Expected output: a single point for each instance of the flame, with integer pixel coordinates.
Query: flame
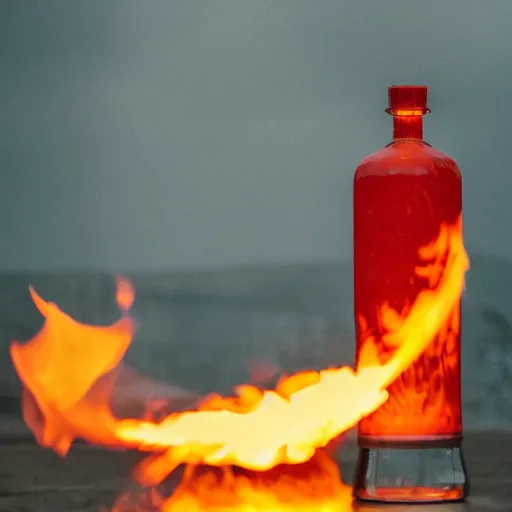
(69, 372)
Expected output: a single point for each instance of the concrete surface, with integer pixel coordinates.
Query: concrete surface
(36, 480)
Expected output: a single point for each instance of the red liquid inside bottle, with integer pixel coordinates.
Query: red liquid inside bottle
(403, 194)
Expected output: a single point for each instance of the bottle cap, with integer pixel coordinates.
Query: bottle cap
(407, 100)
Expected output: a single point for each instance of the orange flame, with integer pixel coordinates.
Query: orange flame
(69, 370)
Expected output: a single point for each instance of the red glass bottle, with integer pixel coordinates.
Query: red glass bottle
(403, 193)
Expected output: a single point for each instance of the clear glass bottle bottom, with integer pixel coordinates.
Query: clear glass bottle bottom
(411, 472)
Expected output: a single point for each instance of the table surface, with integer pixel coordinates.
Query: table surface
(34, 479)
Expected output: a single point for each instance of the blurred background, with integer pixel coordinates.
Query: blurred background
(206, 150)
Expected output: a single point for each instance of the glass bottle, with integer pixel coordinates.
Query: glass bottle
(410, 448)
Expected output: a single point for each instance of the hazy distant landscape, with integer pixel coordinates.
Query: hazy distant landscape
(201, 329)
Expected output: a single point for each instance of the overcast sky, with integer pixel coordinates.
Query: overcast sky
(200, 133)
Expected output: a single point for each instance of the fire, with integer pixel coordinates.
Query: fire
(278, 436)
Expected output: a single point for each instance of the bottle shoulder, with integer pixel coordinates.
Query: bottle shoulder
(411, 157)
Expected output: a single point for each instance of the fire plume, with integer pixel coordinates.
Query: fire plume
(69, 372)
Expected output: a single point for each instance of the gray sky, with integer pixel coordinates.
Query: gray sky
(210, 133)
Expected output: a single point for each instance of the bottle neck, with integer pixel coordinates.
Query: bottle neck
(407, 127)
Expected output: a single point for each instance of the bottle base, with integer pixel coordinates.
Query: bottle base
(411, 472)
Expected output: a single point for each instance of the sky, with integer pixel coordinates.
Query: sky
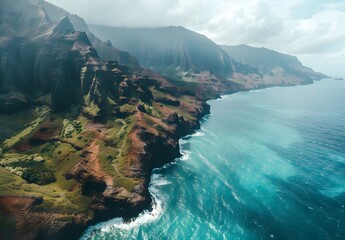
(312, 30)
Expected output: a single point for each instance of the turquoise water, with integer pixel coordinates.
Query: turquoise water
(267, 164)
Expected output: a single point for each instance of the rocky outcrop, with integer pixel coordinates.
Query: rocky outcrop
(271, 63)
(104, 48)
(168, 48)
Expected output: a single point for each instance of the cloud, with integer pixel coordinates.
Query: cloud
(300, 27)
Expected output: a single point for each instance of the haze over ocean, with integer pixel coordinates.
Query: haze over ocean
(267, 164)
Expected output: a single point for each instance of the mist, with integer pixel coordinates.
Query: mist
(311, 30)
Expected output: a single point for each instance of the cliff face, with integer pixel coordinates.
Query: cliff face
(105, 49)
(92, 131)
(271, 63)
(168, 47)
(83, 149)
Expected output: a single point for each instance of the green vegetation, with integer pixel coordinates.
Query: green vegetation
(9, 143)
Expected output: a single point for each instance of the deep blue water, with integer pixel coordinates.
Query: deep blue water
(267, 164)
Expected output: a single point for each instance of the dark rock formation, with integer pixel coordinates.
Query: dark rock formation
(105, 49)
(168, 48)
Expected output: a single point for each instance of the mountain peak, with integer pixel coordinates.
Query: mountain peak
(64, 25)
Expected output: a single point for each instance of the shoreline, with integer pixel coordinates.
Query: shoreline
(119, 221)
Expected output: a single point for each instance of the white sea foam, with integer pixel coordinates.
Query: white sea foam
(144, 218)
(147, 216)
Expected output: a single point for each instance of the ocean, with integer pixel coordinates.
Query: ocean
(266, 164)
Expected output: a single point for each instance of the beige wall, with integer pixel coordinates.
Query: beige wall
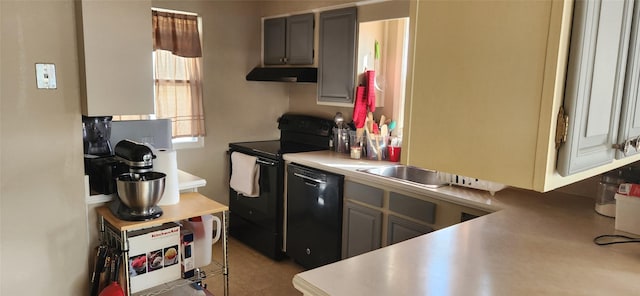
(43, 229)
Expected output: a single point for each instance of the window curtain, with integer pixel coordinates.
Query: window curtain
(178, 92)
(178, 83)
(177, 33)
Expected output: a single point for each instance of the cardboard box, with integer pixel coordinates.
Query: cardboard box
(628, 213)
(154, 256)
(188, 263)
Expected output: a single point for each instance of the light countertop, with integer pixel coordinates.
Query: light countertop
(532, 244)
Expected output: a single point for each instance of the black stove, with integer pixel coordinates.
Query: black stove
(258, 221)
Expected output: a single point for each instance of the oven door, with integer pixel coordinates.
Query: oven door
(266, 209)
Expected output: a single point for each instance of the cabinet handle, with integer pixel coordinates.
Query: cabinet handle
(308, 178)
(269, 163)
(627, 145)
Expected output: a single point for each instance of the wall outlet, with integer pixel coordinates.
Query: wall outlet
(46, 76)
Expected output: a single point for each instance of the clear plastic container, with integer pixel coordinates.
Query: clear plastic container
(606, 191)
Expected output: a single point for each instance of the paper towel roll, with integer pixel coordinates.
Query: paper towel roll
(166, 162)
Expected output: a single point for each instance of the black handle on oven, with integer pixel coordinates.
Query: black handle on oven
(262, 162)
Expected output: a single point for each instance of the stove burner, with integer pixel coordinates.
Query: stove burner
(122, 212)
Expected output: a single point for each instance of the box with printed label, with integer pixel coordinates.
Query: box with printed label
(188, 263)
(154, 256)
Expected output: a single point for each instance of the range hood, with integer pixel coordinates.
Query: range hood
(284, 74)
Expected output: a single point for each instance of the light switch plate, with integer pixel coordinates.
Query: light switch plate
(46, 76)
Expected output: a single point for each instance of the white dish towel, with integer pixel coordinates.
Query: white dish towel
(245, 174)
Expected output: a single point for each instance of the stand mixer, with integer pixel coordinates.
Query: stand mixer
(139, 190)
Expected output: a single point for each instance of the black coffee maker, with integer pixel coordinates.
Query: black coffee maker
(99, 161)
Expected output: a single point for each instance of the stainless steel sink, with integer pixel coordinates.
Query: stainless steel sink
(427, 178)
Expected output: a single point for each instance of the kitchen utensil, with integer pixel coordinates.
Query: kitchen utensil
(338, 119)
(140, 192)
(384, 130)
(98, 268)
(369, 135)
(392, 125)
(114, 288)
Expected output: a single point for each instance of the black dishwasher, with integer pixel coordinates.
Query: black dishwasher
(314, 216)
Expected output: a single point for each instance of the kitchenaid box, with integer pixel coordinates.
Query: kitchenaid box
(154, 256)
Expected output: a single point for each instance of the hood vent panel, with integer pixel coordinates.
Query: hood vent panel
(284, 74)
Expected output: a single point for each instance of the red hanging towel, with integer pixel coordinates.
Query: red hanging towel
(360, 107)
(371, 90)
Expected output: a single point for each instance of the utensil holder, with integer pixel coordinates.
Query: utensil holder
(341, 140)
(377, 147)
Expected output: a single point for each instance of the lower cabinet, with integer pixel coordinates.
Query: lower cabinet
(399, 229)
(374, 217)
(362, 227)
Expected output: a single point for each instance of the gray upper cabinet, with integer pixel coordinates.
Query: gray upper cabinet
(274, 31)
(336, 60)
(629, 133)
(300, 39)
(289, 40)
(595, 83)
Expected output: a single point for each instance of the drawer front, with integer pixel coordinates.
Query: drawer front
(412, 207)
(363, 193)
(399, 229)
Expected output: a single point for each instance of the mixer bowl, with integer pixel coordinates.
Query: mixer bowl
(140, 191)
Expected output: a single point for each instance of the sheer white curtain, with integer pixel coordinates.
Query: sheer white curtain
(177, 59)
(178, 92)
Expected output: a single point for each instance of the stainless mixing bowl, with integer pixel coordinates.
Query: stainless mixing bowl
(140, 191)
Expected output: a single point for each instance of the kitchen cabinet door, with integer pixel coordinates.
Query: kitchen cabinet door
(595, 83)
(274, 31)
(289, 40)
(336, 60)
(399, 229)
(485, 84)
(629, 130)
(115, 46)
(300, 39)
(362, 227)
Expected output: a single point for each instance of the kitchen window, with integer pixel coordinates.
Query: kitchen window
(177, 63)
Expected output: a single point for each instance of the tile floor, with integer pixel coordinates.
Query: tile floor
(251, 273)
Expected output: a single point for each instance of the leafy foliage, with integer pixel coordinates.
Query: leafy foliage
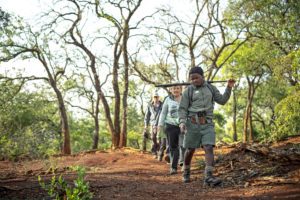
_ _ _ _
Show every line of the items that contains the string "haze". Case counts.

Exercise solution:
Expected output: a single point for each instance of the haze over ocean, with integer pixel coordinates.
Query: haze over ocean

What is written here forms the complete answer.